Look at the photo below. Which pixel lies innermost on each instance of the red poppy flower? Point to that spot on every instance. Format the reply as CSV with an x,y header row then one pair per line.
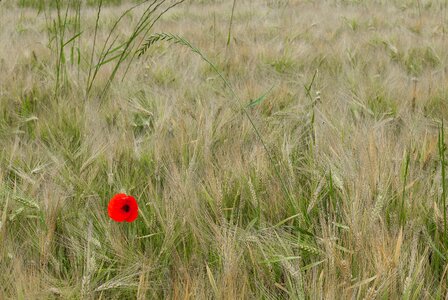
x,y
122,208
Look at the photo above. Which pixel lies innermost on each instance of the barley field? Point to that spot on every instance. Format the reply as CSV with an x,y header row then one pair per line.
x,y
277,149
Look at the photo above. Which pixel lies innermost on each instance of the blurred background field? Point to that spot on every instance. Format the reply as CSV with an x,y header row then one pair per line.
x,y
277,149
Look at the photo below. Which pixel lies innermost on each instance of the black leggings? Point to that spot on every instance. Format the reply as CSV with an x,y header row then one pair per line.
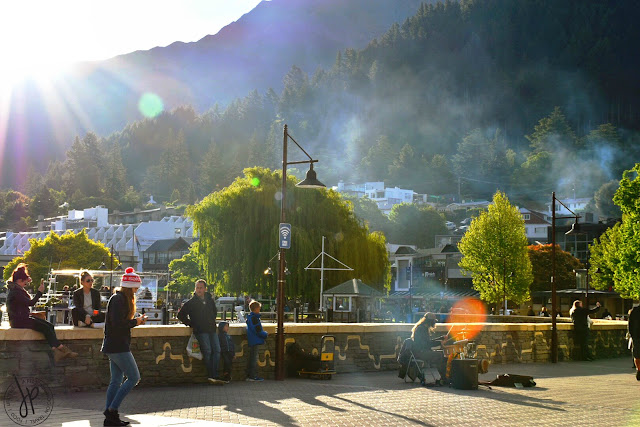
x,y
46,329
--
▶ _Assignment_
Copy the records above exactly. The pictures are not part of the copy.

▶ _Response to the task_
Look at the photo below. Which pixel lies innermost on each instance of the red poppy flower? Point to that spot on every instance. Format the reply as CSV with an x,y header row then one pair per line.
x,y
122,208
Look at the photo above. Which pixel lies innermost on each instance of the barley field? Point to that spot on every instance. Format the reply as CSV with an x,y header row then one pair per line.
x,y
277,149
Look at the photo above. Which pixel lies innermost on each instance of the blurred background field? Point to that spot on every instance. Format the reply as CSV with an x,y header row then one pair per line.
x,y
277,149
Look at the photo below. Which pixel lies innermost on each instance of the black leggings? Point to that spot on every instance. Format the reply as CSV with an x,y header row then one pair per line.
x,y
46,329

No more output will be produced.